— Start of Given records —

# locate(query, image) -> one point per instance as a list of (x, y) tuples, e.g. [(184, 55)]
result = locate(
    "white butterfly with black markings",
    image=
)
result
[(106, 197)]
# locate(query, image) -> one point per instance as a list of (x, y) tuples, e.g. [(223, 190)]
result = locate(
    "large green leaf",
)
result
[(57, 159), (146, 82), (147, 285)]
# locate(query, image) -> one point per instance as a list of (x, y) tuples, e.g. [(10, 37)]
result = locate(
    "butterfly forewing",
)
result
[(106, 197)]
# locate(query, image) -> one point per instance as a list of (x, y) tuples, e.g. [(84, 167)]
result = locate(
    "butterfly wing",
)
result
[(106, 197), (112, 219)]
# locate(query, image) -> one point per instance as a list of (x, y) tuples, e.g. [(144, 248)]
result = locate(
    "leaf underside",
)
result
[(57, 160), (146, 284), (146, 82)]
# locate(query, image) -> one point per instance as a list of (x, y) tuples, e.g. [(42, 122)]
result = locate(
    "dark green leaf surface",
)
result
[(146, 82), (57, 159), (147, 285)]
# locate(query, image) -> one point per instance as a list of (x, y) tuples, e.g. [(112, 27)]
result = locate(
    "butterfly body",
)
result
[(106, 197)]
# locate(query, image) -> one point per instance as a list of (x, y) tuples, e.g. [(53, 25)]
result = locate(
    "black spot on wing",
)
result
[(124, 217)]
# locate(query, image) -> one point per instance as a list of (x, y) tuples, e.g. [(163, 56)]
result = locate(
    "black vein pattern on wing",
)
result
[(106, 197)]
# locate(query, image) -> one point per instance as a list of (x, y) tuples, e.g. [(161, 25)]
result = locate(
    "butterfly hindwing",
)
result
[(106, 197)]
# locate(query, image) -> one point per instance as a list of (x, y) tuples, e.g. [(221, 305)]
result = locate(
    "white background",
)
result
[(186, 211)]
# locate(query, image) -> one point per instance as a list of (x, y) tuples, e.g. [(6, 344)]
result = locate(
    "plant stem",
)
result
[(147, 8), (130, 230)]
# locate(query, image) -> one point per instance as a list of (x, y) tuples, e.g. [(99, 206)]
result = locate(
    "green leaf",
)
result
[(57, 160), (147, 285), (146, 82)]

— End of Given records —

What is expected: Reproduce verbatim every line from the beginning of the records through the line containing "[(146, 82), (57, 159), (147, 285)]", including that line.

Response for this exercise:
# locate(query, image) -> one point per instance as a list of (x, y) tuples, e.g. [(184, 55)]
result = locate(
    "white butterfly with black markings",
    image=
)
result
[(106, 197)]
# locate(query, image) -> one point per instance as a list of (x, y) tuples, e.g. [(223, 190)]
result = locate(
    "large green leaf",
)
result
[(57, 159), (146, 82), (147, 285)]
# locate(query, image) -> one point per instance as a list of (x, y) tuples, e.g. [(10, 37)]
result = locate(
    "butterfly forewing",
)
result
[(106, 197)]
# locate(query, image) -> one point per instance as a list of (x, y) tuples, e.g. [(84, 167)]
result = locate(
    "butterfly wing",
)
result
[(106, 197), (112, 219)]
# locate(query, image) -> one point per instance as a list of (x, y) tuples, e.g. [(144, 248)]
result = locate(
    "leaf underside",
)
result
[(57, 160), (146, 284), (146, 82)]
# locate(query, image) -> one point per instance as a list of (x, y) tuples, e.g. [(42, 122)]
result = locate(
    "dark green leaf surface",
)
result
[(146, 82), (57, 159), (147, 285)]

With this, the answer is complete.